§ DATA TO PROCESS:
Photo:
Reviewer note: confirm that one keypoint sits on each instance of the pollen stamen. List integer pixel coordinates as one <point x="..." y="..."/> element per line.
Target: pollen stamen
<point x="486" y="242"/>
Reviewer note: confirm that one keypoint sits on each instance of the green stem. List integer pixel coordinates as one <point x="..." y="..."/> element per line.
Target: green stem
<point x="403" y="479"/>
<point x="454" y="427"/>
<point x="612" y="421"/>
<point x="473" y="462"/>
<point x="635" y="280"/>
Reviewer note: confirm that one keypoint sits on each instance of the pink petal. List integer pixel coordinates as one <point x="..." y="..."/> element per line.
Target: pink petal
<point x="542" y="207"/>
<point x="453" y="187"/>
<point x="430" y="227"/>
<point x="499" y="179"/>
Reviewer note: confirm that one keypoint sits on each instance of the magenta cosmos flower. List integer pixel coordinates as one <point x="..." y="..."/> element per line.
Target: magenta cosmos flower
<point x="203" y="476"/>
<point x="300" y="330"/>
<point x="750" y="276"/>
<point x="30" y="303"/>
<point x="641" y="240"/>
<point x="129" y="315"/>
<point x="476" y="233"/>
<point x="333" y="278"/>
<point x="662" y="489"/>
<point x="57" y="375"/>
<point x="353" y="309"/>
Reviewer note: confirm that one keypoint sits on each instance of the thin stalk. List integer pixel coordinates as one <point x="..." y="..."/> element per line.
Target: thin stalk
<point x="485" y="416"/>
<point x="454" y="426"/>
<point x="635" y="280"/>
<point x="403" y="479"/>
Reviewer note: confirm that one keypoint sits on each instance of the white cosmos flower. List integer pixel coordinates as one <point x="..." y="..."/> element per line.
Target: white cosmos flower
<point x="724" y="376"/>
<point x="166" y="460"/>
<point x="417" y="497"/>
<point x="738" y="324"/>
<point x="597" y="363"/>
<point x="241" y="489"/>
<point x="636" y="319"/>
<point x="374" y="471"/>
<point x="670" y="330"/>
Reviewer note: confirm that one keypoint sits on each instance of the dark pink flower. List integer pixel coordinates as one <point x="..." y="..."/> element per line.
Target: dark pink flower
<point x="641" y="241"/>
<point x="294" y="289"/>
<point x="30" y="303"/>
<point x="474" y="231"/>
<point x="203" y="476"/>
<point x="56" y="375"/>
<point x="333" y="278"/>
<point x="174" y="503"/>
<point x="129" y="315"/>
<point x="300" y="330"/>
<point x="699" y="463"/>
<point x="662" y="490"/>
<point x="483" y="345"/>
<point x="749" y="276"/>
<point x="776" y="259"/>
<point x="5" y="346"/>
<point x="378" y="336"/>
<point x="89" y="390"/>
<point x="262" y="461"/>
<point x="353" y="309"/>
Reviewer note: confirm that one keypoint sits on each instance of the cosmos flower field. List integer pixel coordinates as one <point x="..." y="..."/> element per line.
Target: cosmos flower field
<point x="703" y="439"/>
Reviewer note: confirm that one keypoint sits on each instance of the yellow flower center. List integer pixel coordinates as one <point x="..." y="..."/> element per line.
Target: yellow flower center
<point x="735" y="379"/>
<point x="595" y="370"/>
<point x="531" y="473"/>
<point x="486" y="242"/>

§ WORK REQUEST: The whole of the data above must be given again, unaltered and complete.

§ RESULT:
Photo:
Reviewer note: confirm that one keypoint sits on each instance of the pollen stamen. List integer pixel coordinates as one <point x="..." y="..."/> element per line.
Target: pollen stamen
<point x="486" y="242"/>
Reviewer note: confirm that one keypoint sits on each instance of the green stem. List integer pixel coordinates as one <point x="..." y="..."/> element per line.
Target: green stem
<point x="403" y="479"/>
<point x="454" y="427"/>
<point x="612" y="421"/>
<point x="473" y="462"/>
<point x="635" y="280"/>
Reviewer note: confirm that one keypoint sits on each instance of the pink petal. List integer pixel coordinates as one <point x="..." y="..."/> element per line.
Target: pink petal
<point x="542" y="207"/>
<point x="453" y="187"/>
<point x="430" y="227"/>
<point x="499" y="179"/>
Reviewer note: confirm that one keypoint sits on each instance of the magenta cosmos flower. List integer pixel coordinates as one <point x="..." y="..."/> element per line.
Target: magenta cosmos flower
<point x="203" y="476"/>
<point x="300" y="330"/>
<point x="750" y="276"/>
<point x="30" y="303"/>
<point x="641" y="240"/>
<point x="129" y="315"/>
<point x="476" y="233"/>
<point x="333" y="278"/>
<point x="662" y="489"/>
<point x="57" y="375"/>
<point x="353" y="309"/>
Reviewer note: confirm that one keypoint sits on each instance of the thin stalk. List integer pixel coordinates as one <point x="..." y="..."/> element per line.
Target: thin stalk
<point x="485" y="416"/>
<point x="454" y="426"/>
<point x="635" y="280"/>
<point x="403" y="479"/>
Reviewer note: confirm that one keypoint sits on each instance of the white cosmos flower. List integer pixel coordinates as one <point x="..." y="..."/> element per line.
Target: white cosmos flower
<point x="724" y="376"/>
<point x="166" y="460"/>
<point x="417" y="497"/>
<point x="738" y="324"/>
<point x="597" y="363"/>
<point x="241" y="489"/>
<point x="636" y="319"/>
<point x="374" y="471"/>
<point x="670" y="330"/>
Reviewer note: confirm that one keypoint sits on each instance of the dark pink flower. List integer pixel coordinates as one <point x="..." y="..."/> element per line.
Target: dark pink flower
<point x="641" y="241"/>
<point x="294" y="289"/>
<point x="30" y="303"/>
<point x="474" y="231"/>
<point x="203" y="476"/>
<point x="56" y="375"/>
<point x="333" y="278"/>
<point x="174" y="503"/>
<point x="129" y="315"/>
<point x="300" y="330"/>
<point x="699" y="463"/>
<point x="662" y="490"/>
<point x="483" y="345"/>
<point x="749" y="276"/>
<point x="776" y="259"/>
<point x="5" y="346"/>
<point x="378" y="336"/>
<point x="89" y="390"/>
<point x="262" y="461"/>
<point x="353" y="309"/>
Reviewer note: confirm that one keypoint sits on each instance of the cosmos flower field. List integer pixel coordinates as one <point x="..." y="..."/> element per line.
Target: cosmos flower field
<point x="703" y="439"/>
Reviewer note: confirm that one keypoint sits on each instance of the yellow flower center. List integer pixel coordinates as one <point x="..." y="..."/> element per line.
Target: yellow flower center
<point x="735" y="379"/>
<point x="595" y="370"/>
<point x="531" y="473"/>
<point x="486" y="242"/>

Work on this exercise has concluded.